“Sei o que é passar necessidade e sei o que é ter fartura. Aprendi o segredo de viver contente em toda e qualquer situação, seja bem alimentado, seja com fome, tendo muito, ou passando necessidade”.
Filipenses 4:12 (NVI)
Há algo de
errado no rumo que a igreja brasileira está seguindo. Sendo, então, oportuno
destacar com letras garrafais que o problema não é a Igreja, mas sim as
igrejas. É verdadeiro postular que os fundamentos deixados por Cristo e
subseqüentemente preservados pelos apóstolos não são ultrapassados e muito
menos ineficazes para a igreja da atualidade. Entretanto, o que me deixa
profundamente decepcionado é perceber que inúmeras igrejas estão edificando
propositalmente outra Pedra Angular
para a Igreja e assim intencionalmente desfocando a esperança cristã dos
recônditos eclesiais. Gente esta, que de forma voluntária tentam banalizar a
obra da cruz, se esquecendo que a maior vitória que nós podemos ter nesta vida
já foi suficientemente conquistada por Cristo no Gólgota, a nossa salvação.
Deste modo, em defesa da Igreja, que tanto amo e sirvo, declaro: “não quero uma
igreja de vencedores!”
A máxima
busca por uma igreja de vencedores tem sido compartilhada pelas diversas
denominações evangélicas, e das mais diversificadas linhas teológicas. E por
mais distinto que seja o mundo evangelical,
uma máxima me parece estar sendo comum, e não seria exagero afirmar que até se
tornou um clichê do evangeliquês
pós-moderno. Estou me referindo a tão aclamada vitória que é vivificada nas
bocas dos líderes que engordurados de positivismo afirmam: “você nasceu para
vencer”, ou se apresenta no costumeiro: “hoje a sua vitória vai chegar”, ou
então o clássico: “você não vai sair daqui sem sua vitória”. Estes se esquecem
que a função básica da igreja é reconciliar o homem com Deus, sendo, portanto,
fundamental que a Eclésia prime por modelar os neófitos ao caráter de Cristo,
não viciá-los em vitória.

+-------+

- Tarefa a realizar
Você pode continuar o texto sobre a busca por uma igreja de vencedores a partir do ponto em que ele termina? Não é preciso consultar o material para nada.

- Seção de dados
+-------+

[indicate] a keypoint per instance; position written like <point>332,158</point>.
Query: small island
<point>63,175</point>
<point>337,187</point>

+-------+

- Resposta do exercício
O meu
constrangimento surge da intenção de descobrir as razões do porque e o que queremos
tanto vencer. E mais instigante ainda, o que seria, então, vencer? Na tentativa
de responder a tais questionamentos temos que “cavucar” um pouco mais nos
calabouços das igrejas. Inicialmente acredito que uma das principais causas de
encontrar algumas igrejas fanáticas por vitória e não mais encantada com a
simplicidade das boas novas de Cristo Jesus se justifica pela secularizada
literatura cristã sobre o tema liderança. Literatura esta que se caracteriza
mais como auto-ajuda motivacional do que necessariamente bases cristãs para a
liderança. Fica claro que o modelo de simplicidade, humildade e espiritualidade
estampado na pessoa de Cristo não é mais o predileto das mega palestras.
Portanto, este tipo de igreja de vencedores eu não quero!
Na “crista da
onda” deste turbilhão de desconstrução bíblica acerca da liderança está o
famoso e aclamado autor John Maxwell que axiomaticamente não escreve livros
sobre o assunto liderança pensando em modelos de igrejas, mas sim em gestão
empresarial – os livros do referido autor são relevantes desde que faça uma
contextualização eclesiástica e algumas pequenas mutilações. Desde antes de
meus tempos de estudante de teologia até a presente era os livros de Maxwel
ditam o que é um líder (leia-se aqui pastor). E posso afirmar com toda
segurança de que não é este o modelo que deveríamos estar ministrando em nossas
igrejas, pois não contempla a espiritualidade e nem a dependência em Deus, mas
concentra-se na força de vontade, na determinação humana e coerência planeável/organizacional.
Para ele, vencer é conseqüência exclusiva da capacidade de influenciar pessoas –
nada tem haver com valores cristãos. Portanto, este tipo de igreja de
vencedores eu não quero!
Outro fator
que tem colaborado substancialmente para que algumas igrejas evangélicas
prefiram pregar vitória ao invés da mensagem do Carpinteiro Jesus se dá, pelo
triste fato, de que as massas só estão buscando Cristo para resolver os seus
problemas pessoais. Logo, se fala tanto de vitória nos púlpitos porque as
pessoas que estão na plenária (e até o discursador) estão preocupados em como
resolver as dificuldades causadas pelas más escolhas que intencionalmente
fizeram ao longo da vida. Estes fanáticos por vitória não conseguem entender
que estar na igreja é assumir uma nova identidade, é viver como peregrino nesta
terra e é desejar ardentemente a pátria superior. Não podemos aceitar que a
liturgia dos cultos se tornarem completamente antropocêntrica, visando somente
o homeopático alívio do homem nesta terra. Portanto, este tipo de igreja de
vencedores eu não quero!
Caminhando
quase que ainda na mesma linha de pensamento, é oportuno ponderar sobre as
descristianizadas músicas do ramo gospel
que insistem no tom do vencer. Encabeçando esta frenética busca pela vitória e
embalada pelos melancólicos acordes podemos destacar a música de Jamily,
intitulada: “Conquistando o Impossível”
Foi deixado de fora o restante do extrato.